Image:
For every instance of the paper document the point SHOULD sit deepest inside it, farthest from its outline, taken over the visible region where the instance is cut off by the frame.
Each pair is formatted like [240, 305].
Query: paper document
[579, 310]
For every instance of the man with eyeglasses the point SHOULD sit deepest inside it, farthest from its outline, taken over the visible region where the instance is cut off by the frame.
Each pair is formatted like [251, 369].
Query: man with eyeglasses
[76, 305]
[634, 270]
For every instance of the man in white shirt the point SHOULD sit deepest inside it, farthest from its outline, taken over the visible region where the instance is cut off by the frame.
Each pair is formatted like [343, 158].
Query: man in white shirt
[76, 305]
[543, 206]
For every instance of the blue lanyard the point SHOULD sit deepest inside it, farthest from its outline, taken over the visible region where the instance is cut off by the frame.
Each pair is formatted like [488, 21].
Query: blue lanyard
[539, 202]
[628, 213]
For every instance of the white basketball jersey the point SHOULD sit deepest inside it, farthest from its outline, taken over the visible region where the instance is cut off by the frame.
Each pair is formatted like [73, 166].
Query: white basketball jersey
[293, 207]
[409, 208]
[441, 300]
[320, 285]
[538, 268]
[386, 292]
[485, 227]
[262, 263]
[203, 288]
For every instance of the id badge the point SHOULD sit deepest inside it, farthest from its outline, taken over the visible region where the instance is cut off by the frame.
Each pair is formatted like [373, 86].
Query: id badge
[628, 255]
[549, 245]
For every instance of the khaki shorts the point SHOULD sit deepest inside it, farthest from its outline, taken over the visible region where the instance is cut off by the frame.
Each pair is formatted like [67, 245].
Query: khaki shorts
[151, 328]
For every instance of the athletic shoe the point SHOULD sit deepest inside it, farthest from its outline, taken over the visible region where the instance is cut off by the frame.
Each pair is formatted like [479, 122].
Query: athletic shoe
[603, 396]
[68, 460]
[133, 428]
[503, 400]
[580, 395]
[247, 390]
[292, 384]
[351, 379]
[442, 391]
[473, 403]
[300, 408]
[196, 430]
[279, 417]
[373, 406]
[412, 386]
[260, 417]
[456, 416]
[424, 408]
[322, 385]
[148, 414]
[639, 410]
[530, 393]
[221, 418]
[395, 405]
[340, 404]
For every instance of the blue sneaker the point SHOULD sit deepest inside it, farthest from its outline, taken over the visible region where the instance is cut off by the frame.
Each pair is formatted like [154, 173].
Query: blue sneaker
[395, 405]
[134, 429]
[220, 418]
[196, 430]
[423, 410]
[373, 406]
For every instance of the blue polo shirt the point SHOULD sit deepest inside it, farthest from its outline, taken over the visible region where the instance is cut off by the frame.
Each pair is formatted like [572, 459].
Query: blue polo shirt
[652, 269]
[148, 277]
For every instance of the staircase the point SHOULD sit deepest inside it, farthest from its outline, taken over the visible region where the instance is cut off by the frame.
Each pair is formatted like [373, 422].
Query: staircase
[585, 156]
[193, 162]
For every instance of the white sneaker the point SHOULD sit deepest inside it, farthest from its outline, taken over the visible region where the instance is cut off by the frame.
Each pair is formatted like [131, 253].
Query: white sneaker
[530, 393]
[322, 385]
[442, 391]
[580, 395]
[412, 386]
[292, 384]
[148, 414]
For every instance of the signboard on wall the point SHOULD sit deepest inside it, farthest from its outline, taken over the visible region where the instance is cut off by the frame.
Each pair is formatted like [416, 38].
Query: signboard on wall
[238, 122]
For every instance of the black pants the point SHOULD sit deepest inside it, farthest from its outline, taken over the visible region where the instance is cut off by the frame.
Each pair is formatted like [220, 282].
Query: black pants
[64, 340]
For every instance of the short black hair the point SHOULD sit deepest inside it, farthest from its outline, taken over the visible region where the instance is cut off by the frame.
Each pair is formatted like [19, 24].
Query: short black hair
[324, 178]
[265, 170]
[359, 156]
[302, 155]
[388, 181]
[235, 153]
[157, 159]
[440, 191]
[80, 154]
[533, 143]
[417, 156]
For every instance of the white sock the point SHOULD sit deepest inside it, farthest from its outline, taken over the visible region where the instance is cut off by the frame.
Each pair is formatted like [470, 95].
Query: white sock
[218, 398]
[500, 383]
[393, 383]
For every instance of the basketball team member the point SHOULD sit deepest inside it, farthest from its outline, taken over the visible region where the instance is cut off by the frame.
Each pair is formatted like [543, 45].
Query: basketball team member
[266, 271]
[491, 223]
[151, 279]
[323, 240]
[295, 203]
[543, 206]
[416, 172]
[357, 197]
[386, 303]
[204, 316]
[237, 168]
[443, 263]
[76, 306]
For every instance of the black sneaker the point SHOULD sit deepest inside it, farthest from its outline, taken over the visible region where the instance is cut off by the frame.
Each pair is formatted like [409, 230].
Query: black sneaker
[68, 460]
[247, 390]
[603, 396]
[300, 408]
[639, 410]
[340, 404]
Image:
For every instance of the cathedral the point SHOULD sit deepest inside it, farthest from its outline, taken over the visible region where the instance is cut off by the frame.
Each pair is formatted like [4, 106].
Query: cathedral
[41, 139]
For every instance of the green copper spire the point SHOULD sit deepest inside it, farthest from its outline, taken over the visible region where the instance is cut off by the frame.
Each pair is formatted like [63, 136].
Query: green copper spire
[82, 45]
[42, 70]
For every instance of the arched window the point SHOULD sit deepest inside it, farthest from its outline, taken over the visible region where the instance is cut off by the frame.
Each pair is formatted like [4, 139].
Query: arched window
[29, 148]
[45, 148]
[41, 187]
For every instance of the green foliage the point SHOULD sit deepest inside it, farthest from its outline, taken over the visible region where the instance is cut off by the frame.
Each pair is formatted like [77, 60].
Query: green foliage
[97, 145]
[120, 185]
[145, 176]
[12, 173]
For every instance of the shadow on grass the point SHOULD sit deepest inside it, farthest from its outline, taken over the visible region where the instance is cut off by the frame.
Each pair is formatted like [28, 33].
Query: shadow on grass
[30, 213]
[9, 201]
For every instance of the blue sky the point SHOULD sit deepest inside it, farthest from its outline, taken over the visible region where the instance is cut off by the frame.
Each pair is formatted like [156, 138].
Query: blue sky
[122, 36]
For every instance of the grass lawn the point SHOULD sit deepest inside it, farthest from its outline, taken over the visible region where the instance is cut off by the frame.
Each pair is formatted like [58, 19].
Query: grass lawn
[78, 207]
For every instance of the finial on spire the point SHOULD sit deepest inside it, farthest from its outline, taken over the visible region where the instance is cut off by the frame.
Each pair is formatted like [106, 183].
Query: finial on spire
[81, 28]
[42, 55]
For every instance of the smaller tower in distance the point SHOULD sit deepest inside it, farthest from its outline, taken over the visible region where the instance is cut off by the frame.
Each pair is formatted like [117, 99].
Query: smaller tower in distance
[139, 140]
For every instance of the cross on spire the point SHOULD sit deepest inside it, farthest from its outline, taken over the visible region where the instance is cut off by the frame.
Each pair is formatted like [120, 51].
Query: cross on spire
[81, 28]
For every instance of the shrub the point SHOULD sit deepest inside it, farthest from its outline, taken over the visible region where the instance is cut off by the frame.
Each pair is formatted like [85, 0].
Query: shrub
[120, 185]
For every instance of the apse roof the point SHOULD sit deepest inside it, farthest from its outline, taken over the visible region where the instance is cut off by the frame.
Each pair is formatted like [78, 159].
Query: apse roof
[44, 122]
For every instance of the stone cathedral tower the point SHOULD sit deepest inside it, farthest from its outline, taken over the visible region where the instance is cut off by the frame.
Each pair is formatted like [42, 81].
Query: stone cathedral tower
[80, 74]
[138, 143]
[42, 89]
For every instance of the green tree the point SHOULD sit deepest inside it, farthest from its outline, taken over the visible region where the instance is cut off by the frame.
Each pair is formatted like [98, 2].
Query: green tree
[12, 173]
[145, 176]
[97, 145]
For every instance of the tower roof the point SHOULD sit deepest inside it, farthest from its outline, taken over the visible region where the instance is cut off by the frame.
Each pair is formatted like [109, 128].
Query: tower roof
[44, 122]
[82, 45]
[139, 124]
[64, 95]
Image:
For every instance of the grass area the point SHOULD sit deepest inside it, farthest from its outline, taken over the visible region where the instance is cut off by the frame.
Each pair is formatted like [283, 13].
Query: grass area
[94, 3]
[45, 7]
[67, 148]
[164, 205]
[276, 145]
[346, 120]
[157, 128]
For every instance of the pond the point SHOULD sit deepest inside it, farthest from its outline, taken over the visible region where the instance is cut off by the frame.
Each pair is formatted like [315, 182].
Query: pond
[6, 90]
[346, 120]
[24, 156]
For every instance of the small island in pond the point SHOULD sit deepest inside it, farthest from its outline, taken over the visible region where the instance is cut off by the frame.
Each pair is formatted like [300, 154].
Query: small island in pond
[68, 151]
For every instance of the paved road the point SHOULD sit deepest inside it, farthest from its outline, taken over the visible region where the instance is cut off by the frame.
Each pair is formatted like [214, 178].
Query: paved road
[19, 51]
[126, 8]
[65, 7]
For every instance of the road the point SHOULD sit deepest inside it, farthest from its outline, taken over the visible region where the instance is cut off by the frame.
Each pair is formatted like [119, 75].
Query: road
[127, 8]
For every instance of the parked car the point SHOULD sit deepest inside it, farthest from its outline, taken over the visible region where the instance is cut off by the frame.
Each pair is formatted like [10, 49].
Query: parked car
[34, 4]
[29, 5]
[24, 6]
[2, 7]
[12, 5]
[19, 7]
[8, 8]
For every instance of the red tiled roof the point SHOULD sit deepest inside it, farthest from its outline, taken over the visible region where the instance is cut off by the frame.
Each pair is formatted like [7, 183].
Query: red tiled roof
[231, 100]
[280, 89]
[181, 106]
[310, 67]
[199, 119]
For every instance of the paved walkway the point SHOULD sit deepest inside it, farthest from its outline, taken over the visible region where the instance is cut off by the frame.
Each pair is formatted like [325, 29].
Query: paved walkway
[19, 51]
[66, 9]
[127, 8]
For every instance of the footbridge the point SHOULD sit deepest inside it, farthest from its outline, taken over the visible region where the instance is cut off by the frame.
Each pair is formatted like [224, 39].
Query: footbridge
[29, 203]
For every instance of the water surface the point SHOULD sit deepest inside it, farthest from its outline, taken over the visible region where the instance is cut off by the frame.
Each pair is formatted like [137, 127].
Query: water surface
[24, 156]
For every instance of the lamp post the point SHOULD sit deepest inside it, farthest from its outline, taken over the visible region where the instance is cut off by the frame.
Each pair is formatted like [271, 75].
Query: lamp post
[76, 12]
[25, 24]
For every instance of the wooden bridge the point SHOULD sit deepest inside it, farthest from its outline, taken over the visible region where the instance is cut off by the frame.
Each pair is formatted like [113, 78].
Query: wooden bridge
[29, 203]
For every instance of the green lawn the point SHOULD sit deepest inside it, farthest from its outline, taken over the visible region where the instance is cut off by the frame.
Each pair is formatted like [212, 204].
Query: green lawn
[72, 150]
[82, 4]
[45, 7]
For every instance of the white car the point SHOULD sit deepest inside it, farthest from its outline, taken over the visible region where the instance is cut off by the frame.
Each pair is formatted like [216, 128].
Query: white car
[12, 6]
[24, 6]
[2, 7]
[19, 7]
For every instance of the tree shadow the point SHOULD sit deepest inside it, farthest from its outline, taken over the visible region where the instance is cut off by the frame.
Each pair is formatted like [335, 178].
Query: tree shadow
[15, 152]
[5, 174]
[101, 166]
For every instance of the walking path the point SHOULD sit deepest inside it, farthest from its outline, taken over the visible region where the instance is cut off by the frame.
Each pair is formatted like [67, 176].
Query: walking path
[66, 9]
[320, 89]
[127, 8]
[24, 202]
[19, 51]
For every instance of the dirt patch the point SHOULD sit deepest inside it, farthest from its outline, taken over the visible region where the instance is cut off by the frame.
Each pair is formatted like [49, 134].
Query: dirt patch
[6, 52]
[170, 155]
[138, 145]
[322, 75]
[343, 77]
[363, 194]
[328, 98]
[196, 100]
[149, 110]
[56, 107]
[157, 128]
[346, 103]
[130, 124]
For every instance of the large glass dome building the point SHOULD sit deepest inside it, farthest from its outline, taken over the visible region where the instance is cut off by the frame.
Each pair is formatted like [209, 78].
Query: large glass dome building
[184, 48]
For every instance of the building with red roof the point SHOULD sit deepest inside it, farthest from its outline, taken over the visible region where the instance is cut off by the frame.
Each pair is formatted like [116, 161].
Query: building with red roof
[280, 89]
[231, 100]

**GIVEN EXERCISE**
Word for word, quote the lines from the line containing "For every instance of the dirt" through the end of the material, both included, and nothing else.

**RESPONSE TO THE EXERCISE**
For every instance of the dirt patch the point SHOULD sit deepest inside it, farthest from its outline, taken over the visible region where the instance is cut off by the frame.
Each pair is formatted like [49, 134].
Query: dirt patch
[6, 52]
[170, 155]
[138, 145]
[322, 75]
[343, 77]
[363, 194]
[328, 98]
[196, 100]
[149, 110]
[56, 107]
[157, 128]
[346, 103]
[130, 124]
For every instance of the large glass dome building the point SHOULD sit deepest inside it, farthest from its outline, taken over the visible region where the instance is cut off by the frame.
Each pair is formatted like [209, 78].
Query: large glass dome building
[184, 48]
For every instance of the building with red roof the point SHOULD sit deepest inside it, farthest from its outline, taken over the visible region where the instance is cut off by the frame.
Each pair is formatted like [116, 161].
Query: building with red roof
[280, 89]
[231, 100]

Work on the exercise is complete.